FROM THE STANDPOINT OF A PROGRESSIVE BURGHER OF THE ORANGE FREE STATE.

THE ORANGE FREE STATE AND PRESIDENT KRUGER'S POLICY.

The Special Correspondent of the London Times at Bloemfontein sends an interesting despatch, dated 25th April, 1900, from which the following extracts are taken. They contain the views of a Progressive burgher of the Free State, the party lately led by Mr. J. G. Fraser, who, to the loss of all South Africa, was defeated in the Presidential election of 1896.

Few chapters in the history of the development of that anti-British movement which finally culminated in the present war in South Africa could be more interesting than that dealing with the political relations between the Orange Free State and the Transvaal.

Both Republics had their origin in the Great Trek. But, though both sprang from that movement of discontent with British rule, such as it was in the thirties, there was a great difference in the degree of the discontent. A large section of the emigrant farmers was composed of men of adventurous nomadic habits, impatient of all control, and bitterly hostile to all those elements of modern civilisation which British influence represented. It was these who, when in 1848 direct sovereignty over the country between the Orange and Vaal rivers was resumed by Sir Harry Smith, decided to cross over into the then almost unknown regions beyond the latter river, and founded various turbulent little States carved out of territories conquered from the natives. These ultimately coalesced into a single republic, which assumed to itself the ambitious title of the South African Republic. Those, on the other hand, whose grievances had been largely temporary and local, and who realised the advantages of some form of stable government, remained in the fertile country south of the Vaal, and, being joined by many immigrants, Dutch, English, and German, became the fathers of the Free Staters of the present generation. Thus there was from the very first a great difference of character between the two Republics, and for many years after the retrocession of the Free State intercourse between it and Cape Colony was much closer than between it and the Transvaal. There grew up in South Africa during the sixties and seventies a Dutch nationalist aspiration, aiming at the ultimate creation of an united Dutch South Africa from which English rule should be eliminated. This aspiration was chiefly fostered by foreign

immigrants, Hollanders and Germans, who came to seek their fortunes in the Republics, and by some of the more educated among the Cape Dutch who had studied in Europe, and there imbibed the views about nationalism which were in fashion with the generation that followed the halfnationalist, half-liberal movement of 1848. Conspicuous among these were men like Carl Borckenhagen, a talented, ambitious and unscrupulous German, who, through the medium of his journal, the Bloemfontein Express, and still more through the enormous secret influence he exercised over President Reitz and his successor Steyn, devoted all his powers to the propagation of the nationalist idea of hatred of England; F. W. Reitz, a rising advocate in Cape Colony, who afterwards rose to become Chief Justice and President of the Free State, and is now State Secretary of the Transvaal; the Rev. S. J. du Toit, editor of the Patriot—since converted to a sounder appreciation of what the future welfare of South Africa demands. It was these three men who, in 1882, founded the Afrikander Bond. In President Burgers, too, with his magnificent plans for the future development of the South African Republic, these views found a typical representative.

• **EXERCISE INSTRUCTIONS**:
**1.** Please rewrite the paragraph of the Free State passage that begins "The Special Correspondent of the London Times" as a short bulleted list, keeping its main facts.
**2.** Answer these from the Free State passage:
(a) In what year did Sir Harry Smith resume direct sovereignty over the country between the Orange and Vaal rivers?
(b) Through what journal did Carl Borckenhagen spread his views?
(c) In what year was the Afrikander Bond founded?
**3.** List every person named in the Free State passage, headings included, giving each person only once.

• **DATA RECORDS**:
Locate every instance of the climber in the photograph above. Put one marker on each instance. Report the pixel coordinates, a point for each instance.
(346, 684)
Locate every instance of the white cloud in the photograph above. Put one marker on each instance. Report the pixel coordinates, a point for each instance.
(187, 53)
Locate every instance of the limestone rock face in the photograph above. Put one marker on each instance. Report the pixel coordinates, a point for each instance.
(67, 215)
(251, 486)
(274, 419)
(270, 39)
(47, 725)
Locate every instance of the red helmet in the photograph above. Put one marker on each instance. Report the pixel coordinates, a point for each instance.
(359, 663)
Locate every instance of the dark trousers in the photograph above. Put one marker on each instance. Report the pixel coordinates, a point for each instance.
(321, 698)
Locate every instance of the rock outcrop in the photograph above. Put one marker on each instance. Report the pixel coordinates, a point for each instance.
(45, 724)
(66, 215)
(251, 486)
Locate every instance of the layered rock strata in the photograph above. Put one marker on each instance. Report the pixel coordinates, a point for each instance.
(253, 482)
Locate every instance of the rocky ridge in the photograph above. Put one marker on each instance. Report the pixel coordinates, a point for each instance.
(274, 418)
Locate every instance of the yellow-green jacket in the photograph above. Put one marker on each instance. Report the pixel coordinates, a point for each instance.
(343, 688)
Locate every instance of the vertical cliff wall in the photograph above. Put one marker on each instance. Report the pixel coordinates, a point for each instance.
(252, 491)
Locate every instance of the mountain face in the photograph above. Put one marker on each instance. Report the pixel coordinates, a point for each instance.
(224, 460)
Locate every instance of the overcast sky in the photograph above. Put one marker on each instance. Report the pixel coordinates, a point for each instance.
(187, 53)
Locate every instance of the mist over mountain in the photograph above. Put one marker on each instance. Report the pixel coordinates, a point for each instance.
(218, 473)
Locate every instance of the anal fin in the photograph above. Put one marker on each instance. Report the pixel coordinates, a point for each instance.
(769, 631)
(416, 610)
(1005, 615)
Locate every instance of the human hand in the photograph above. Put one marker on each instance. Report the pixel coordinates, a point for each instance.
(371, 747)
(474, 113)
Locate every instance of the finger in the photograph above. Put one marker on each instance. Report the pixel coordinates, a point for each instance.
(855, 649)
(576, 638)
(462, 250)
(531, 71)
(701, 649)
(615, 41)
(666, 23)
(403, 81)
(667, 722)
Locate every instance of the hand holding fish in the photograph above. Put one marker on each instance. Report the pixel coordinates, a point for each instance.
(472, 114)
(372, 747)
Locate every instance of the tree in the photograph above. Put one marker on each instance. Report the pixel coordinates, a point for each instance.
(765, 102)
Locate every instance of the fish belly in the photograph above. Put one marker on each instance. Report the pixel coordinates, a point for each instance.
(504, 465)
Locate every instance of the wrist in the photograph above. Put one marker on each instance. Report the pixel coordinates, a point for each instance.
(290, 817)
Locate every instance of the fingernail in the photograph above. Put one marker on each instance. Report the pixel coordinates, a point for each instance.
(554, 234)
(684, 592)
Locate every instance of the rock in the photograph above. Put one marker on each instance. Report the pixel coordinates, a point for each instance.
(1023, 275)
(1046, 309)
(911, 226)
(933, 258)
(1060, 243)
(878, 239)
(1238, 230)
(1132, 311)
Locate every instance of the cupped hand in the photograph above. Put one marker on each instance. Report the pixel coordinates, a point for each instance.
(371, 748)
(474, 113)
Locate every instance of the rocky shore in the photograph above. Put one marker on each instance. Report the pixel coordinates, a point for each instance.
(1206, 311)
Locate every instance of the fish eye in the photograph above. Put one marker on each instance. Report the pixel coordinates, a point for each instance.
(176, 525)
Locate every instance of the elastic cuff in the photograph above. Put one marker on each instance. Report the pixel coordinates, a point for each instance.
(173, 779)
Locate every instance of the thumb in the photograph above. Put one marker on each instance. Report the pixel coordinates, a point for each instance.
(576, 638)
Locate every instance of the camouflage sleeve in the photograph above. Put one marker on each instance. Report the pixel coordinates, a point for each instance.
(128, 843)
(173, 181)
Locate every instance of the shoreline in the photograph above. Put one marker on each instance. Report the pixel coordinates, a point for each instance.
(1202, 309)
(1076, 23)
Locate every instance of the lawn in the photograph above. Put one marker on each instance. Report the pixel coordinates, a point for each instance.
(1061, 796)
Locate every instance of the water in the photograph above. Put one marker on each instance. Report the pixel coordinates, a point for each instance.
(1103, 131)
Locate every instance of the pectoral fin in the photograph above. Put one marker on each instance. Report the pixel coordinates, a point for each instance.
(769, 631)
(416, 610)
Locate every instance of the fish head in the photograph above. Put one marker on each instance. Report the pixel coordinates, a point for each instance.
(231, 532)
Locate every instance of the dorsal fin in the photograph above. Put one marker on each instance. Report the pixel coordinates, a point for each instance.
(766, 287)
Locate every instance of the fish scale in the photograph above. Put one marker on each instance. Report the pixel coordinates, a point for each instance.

• **SOLUTION LIST**:
**1.**
- A Special Correspondent of the London Times at Bloemfontein sent a despatch dated April 25, 1900.
- Its extracts give the views of a Progressive burgher of the Orange Free State.
- The Progressive party was lately led by Mr. J. G. Fraser.
- Fraser was defeated in the 1896 Presidential election, to the loss of all South Africa.

**2.**
(a) 1848
(b) The Bloemfontein Express
(c) 1882

**3.**
- President Kruger
- J. G. Fraser
- Sir Harry Smith
- Carl Borckenhagen
- F. W. Reitz (President Reitz)
- Steyn
- Rev. S. J. du Toit
- President Burgers